Your task: The word "below" may appear in some lines of the data; copy every such line.

Study material:
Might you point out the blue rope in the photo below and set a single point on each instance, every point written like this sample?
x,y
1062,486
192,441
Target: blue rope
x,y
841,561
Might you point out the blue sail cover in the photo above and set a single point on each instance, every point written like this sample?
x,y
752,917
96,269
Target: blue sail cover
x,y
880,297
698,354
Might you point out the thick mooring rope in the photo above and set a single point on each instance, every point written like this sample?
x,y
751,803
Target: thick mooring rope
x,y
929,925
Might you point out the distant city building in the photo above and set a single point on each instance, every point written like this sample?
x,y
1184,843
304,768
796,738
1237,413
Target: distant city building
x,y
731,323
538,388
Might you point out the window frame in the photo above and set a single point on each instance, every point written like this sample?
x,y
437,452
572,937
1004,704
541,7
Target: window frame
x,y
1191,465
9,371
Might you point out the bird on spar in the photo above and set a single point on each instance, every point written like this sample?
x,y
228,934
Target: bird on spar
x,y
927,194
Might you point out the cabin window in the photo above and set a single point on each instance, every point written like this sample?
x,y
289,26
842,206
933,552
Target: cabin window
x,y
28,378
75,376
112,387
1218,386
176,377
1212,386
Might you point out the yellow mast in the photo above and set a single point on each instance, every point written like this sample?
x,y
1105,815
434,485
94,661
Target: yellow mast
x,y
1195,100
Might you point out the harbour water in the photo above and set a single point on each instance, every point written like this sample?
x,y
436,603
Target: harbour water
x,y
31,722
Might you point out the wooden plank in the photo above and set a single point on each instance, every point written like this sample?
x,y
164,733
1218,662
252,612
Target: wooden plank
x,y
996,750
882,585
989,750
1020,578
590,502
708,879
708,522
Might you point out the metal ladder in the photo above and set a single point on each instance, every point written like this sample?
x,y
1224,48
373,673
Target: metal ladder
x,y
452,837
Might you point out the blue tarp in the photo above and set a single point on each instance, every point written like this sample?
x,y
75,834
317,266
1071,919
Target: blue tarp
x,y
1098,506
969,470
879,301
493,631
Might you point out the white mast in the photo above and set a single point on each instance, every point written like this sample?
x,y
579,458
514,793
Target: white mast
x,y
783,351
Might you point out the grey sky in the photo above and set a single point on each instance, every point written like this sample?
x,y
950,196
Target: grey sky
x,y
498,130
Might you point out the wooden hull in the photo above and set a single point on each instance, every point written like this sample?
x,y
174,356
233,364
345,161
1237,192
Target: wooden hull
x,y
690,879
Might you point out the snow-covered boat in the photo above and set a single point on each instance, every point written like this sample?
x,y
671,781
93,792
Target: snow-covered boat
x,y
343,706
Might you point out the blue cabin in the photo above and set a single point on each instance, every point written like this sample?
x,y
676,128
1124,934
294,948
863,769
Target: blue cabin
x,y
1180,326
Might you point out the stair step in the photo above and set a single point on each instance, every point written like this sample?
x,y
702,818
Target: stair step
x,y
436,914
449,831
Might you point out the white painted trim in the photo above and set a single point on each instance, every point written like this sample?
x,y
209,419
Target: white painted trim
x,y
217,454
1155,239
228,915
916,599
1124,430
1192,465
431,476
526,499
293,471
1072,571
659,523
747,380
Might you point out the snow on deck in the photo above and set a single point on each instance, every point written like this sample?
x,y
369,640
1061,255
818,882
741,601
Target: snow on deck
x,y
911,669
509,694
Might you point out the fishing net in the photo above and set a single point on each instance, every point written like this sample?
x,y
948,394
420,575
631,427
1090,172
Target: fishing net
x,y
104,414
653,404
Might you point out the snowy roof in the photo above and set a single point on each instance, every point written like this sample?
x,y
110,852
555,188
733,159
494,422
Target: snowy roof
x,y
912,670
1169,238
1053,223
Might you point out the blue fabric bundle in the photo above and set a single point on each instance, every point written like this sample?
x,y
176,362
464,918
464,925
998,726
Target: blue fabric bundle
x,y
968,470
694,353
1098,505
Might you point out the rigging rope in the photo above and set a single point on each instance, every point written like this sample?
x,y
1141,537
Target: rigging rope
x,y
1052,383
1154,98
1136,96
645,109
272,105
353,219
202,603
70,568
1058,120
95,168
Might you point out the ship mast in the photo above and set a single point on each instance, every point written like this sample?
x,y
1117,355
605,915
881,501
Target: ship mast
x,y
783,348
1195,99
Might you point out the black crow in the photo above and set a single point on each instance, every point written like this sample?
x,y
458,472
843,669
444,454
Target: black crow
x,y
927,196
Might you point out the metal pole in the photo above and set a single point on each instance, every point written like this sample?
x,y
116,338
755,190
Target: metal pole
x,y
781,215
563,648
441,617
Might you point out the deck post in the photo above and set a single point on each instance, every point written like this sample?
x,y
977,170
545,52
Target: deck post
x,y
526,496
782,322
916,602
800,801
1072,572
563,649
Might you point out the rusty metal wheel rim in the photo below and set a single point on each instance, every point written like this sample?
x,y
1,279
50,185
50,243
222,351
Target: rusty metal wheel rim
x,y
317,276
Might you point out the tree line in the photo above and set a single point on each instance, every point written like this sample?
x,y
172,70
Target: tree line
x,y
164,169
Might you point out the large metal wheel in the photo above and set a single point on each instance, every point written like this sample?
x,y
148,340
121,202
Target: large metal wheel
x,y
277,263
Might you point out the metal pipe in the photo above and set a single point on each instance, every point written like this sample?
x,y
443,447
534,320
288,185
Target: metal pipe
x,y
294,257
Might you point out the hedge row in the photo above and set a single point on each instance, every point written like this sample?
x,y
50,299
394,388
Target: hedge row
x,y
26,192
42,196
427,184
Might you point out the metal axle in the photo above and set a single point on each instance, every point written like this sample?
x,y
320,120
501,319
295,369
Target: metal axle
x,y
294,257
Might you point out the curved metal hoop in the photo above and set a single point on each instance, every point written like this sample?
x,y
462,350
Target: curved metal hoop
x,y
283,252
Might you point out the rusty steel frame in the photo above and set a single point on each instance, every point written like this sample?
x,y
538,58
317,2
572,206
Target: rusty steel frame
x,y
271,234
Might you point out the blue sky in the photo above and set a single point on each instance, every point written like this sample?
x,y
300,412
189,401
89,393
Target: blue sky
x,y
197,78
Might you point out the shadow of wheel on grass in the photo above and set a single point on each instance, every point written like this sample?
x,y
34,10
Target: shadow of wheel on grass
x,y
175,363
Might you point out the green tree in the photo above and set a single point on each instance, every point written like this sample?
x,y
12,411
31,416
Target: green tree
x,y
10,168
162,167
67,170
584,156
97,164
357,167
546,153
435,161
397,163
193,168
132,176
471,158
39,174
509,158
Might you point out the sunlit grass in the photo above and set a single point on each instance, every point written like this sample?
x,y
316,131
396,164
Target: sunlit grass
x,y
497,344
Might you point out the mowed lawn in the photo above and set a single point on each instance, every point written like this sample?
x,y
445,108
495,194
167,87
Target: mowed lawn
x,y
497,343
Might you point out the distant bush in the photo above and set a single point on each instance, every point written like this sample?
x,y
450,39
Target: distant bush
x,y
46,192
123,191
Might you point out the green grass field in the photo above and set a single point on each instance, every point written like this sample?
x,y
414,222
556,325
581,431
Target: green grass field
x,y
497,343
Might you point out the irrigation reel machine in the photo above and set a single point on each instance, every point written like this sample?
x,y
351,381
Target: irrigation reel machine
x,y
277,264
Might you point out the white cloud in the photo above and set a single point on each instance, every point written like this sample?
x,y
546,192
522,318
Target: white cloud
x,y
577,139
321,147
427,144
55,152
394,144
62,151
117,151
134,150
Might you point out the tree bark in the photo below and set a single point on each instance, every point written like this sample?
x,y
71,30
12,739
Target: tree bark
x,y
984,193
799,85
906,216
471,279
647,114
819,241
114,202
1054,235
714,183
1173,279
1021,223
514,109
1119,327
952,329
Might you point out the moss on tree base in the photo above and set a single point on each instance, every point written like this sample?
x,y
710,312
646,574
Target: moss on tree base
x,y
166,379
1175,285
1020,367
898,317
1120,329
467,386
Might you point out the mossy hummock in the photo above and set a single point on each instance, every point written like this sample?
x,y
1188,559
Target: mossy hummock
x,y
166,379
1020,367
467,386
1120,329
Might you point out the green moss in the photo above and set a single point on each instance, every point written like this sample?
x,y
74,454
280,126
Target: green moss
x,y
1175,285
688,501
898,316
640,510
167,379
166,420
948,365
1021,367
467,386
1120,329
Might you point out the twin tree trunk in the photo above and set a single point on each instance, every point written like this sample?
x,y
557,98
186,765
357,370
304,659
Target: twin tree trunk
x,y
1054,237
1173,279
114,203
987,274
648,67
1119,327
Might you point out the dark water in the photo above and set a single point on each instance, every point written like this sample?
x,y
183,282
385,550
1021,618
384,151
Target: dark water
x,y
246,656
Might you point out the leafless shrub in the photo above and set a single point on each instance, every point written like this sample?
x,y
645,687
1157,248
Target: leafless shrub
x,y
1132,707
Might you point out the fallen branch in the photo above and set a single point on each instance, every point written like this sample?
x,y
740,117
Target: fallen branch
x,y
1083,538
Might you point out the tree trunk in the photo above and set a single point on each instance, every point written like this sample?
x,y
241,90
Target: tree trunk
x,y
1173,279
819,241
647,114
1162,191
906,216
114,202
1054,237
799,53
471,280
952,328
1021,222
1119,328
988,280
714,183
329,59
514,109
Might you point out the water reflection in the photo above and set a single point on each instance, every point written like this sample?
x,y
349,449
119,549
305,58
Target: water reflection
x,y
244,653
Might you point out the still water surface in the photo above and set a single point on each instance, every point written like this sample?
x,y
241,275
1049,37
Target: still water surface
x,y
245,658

Result of this task:
Might you point out the blue rope in the photo below and set a single point on each instance, every point written like this sample?
Might you point out the rusty metal wheel rim in the photo below and set a single point on each instance, every point written like this sample?
Might you point out the tree bark in the photo below and set a single point on each instance, every point written like this sample?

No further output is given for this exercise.